Sexual boredom can set in, and then maybe your husband does not want to have sex with you, even if he feels a relationship with you, because he feels bored. In particular, if what he sees on TV or in pornography is leading him to think, “there could be so much more excitement going on here. So many other things that we could do.” Would it be a good thing for you to do some evaluation about “Am I inhibited? Are there some things that he would like to do that I shy away from, but really in actuality, I think it’d be okay? I might even possibly like it.” 

I developed a course a few years ago. It has seven and a half hours of videos in my teaching and actor couples talking things out. There was no sex on these videos, but actor couples talking out things that I’ve actually helped couples deal with sexually. 

In that particular course that seven and a half hours of videos, there are 12 different videos, but seven and a half hours altogether. In there, I also give some profiles. One thing I do is to help you figure out if you are sexually inhibited. There’s a profile on there to fill out. It’s the kind of thing where you’re watching the video, and I say, “stop and complete the profile. When you finish it, turn it back on, and I’ll explain to you what it means.”

In that, I also developed a couple of instruments that can help you assess ahead of time whether you would like, or probably like, or not like, or probably not like a particular sexual act. It’s a straightforward little tool you can use, and it’ll help you figure these things out ahead of time so you don’t feel like you’re being taken advantage of. Again, as I said, it allows you to understand all kinds of things sexually. It even starts with basic anatomy. If you believe you might be inhibited, or if your husband’s telling you you’re inhibited, I’m going to recommend that you look into that course because it’s relatively inexpensive. It can give you a lot of things to understand.

### Entries provided:
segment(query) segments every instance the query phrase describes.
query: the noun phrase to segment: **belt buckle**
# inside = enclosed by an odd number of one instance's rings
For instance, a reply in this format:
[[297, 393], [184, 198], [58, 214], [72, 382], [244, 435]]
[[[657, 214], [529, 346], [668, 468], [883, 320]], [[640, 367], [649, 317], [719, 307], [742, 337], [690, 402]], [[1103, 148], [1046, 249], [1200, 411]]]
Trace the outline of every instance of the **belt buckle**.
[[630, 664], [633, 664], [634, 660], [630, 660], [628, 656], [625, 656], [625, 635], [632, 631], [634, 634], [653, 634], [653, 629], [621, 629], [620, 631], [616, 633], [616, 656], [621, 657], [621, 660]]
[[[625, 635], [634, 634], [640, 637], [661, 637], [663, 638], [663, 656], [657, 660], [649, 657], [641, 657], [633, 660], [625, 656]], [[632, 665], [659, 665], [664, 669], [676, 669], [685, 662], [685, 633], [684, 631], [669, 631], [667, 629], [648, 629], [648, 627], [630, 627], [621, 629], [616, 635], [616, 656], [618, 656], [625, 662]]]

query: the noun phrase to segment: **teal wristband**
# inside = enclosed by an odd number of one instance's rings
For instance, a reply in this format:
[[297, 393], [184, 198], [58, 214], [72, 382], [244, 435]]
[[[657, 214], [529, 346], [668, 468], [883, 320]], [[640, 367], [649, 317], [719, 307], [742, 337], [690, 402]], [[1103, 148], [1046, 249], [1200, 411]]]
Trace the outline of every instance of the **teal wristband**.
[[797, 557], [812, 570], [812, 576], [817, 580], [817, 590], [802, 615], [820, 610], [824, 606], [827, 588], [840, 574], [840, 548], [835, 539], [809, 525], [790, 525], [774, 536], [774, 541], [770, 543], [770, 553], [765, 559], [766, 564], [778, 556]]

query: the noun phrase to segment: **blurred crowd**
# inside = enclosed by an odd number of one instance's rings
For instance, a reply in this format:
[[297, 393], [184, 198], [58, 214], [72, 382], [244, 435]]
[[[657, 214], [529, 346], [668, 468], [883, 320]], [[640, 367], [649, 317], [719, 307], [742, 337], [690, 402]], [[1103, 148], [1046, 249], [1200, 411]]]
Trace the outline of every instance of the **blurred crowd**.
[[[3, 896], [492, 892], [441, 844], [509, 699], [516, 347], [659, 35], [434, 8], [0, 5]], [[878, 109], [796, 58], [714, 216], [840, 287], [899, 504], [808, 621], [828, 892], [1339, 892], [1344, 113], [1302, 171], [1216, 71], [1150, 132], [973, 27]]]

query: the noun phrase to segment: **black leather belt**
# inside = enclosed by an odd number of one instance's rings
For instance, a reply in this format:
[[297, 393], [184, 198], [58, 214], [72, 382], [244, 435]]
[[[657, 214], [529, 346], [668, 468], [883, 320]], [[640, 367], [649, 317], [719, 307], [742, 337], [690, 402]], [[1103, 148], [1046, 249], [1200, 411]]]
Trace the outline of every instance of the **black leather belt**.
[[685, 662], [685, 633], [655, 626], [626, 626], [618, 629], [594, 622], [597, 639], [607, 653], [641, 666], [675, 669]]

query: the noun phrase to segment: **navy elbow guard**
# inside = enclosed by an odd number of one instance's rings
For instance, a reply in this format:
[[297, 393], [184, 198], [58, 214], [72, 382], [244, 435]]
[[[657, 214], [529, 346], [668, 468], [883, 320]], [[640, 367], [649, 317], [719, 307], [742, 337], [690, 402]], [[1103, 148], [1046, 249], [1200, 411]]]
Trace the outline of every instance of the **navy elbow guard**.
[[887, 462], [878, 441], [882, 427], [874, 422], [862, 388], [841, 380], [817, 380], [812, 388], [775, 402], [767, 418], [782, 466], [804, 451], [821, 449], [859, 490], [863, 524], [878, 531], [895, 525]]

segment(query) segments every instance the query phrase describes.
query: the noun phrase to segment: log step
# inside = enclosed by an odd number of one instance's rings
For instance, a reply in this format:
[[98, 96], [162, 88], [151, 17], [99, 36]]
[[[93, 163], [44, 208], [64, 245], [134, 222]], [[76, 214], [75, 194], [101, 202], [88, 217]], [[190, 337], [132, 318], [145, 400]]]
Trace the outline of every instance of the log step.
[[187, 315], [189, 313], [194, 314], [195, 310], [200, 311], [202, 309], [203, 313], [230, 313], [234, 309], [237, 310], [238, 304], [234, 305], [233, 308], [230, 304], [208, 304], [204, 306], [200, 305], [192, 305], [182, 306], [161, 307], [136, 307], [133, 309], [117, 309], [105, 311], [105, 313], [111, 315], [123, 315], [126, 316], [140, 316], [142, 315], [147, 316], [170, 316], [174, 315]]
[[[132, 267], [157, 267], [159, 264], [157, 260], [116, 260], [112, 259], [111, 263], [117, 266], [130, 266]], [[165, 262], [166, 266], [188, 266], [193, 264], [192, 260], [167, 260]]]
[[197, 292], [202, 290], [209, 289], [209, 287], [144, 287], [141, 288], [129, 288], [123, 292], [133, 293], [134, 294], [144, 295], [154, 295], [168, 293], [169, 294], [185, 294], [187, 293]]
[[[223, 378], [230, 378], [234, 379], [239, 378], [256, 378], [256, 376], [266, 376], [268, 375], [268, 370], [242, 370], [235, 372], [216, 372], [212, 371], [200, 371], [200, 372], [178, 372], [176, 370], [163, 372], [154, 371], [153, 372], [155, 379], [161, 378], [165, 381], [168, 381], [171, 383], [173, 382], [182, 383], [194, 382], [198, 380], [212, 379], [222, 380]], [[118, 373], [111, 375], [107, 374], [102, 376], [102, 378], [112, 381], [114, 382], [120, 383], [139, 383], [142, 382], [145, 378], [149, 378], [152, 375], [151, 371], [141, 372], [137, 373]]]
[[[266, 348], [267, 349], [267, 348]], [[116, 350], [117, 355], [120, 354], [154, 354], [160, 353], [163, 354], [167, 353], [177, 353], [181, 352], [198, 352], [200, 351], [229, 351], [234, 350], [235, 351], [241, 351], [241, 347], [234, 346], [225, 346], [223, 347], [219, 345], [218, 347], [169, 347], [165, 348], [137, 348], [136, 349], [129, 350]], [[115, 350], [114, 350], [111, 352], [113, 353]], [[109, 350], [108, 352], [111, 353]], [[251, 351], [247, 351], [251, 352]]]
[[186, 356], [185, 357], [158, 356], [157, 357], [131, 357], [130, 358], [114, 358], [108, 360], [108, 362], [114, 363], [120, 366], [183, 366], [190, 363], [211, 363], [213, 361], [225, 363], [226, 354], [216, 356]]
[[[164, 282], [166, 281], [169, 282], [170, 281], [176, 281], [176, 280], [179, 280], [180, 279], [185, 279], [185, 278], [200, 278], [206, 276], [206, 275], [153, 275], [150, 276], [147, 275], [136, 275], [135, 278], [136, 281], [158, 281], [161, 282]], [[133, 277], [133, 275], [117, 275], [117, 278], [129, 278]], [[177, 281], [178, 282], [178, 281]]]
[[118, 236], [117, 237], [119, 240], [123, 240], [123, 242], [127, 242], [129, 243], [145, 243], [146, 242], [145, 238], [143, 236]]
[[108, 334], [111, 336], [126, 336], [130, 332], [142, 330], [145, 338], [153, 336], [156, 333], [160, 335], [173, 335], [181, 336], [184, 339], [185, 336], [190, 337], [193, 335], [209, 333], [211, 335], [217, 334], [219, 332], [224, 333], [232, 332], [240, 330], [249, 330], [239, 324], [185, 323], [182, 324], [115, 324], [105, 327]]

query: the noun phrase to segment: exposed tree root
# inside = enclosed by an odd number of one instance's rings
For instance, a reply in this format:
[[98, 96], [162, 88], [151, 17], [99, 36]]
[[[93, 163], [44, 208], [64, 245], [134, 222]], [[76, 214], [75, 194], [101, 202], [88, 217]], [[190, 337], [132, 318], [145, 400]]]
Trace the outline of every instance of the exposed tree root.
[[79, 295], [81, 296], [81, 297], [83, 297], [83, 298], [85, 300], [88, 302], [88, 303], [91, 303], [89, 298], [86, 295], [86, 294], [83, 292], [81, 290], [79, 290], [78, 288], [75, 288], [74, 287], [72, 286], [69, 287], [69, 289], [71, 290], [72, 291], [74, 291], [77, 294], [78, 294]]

### Instructions for the task:
Copy out the passage on sexual boredom and inhibition in full, word for word. The material comes from a different source than the text.

### Response:
Sexual boredom can set in, and then maybe your husband does not want to have sex with you, even if he feels a relationship with you, because he feels bored. In particular, if what he sees on TV or in pornography is leading him to think, “there could be so much more excitement going on here. So many other things that we could do.” Would it be a good thing for you to do some evaluation about “Am I inhibited? Are there some things that he would like to do that I shy away from, but really in actuality, I think it’d be okay? I might even possibly like it.” 

I developed a course a few years ago. It has seven and a half hours of videos in my teaching and actor couples talking things out. There was no sex on these videos, but actor couples talking out things that I’ve actually helped couples deal with sexually. 

In that particular course that seven and a half hours of videos, there are 12 different videos, but seven and a half hours altogether. In there, I also give some profiles. One thing I do is to help you figure out if you are sexually inhibited. There’s a profile on there to fill out. It’s the kind of thing where you’re watching the video, and I say, “stop and complete the profile. When you finish it, turn it back on, and I’ll explain to you what it means.”

In that, I also developed a couple of instruments that can help you assess ahead of time whether you would like, or probably like, or not like, or probably not like a particular sexual act. It’s a straightforward little tool you can use, and it’ll help you figure these things out ahead of time so you don’t feel like you’re being taken advantage of. Again, as I said, it allows you to understand all kinds of things sexually. It even starts with basic anatomy. If you believe you might be inhibited, or if your husband’s telling you you’re inhibited, I’m going to recommend that you look into that course because it’s relatively inexpensive. It can give you a lot of things to understand.